Problem to work on | Count the lines in the material below that contain the string "Task". Reply with the number alone.

Excerpts from a location annotation dataset:

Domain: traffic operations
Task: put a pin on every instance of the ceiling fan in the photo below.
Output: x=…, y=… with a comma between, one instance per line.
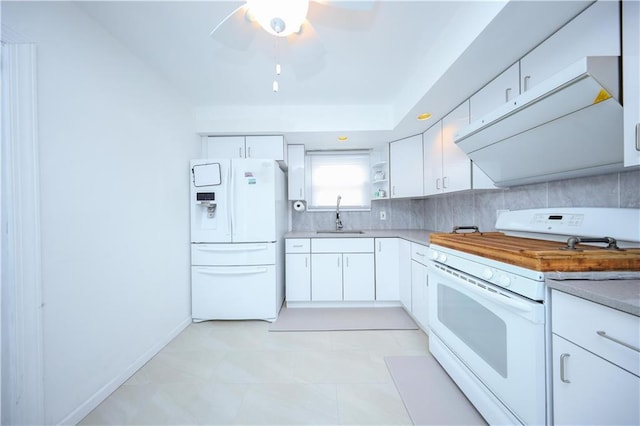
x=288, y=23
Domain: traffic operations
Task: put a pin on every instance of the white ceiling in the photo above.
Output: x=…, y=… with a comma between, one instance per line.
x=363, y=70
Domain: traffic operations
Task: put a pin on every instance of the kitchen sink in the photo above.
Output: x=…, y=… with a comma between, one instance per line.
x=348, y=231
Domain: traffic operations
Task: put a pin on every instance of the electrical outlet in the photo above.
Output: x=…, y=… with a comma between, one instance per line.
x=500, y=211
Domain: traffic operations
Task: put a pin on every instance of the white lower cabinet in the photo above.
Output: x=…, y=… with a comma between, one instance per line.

Response | 5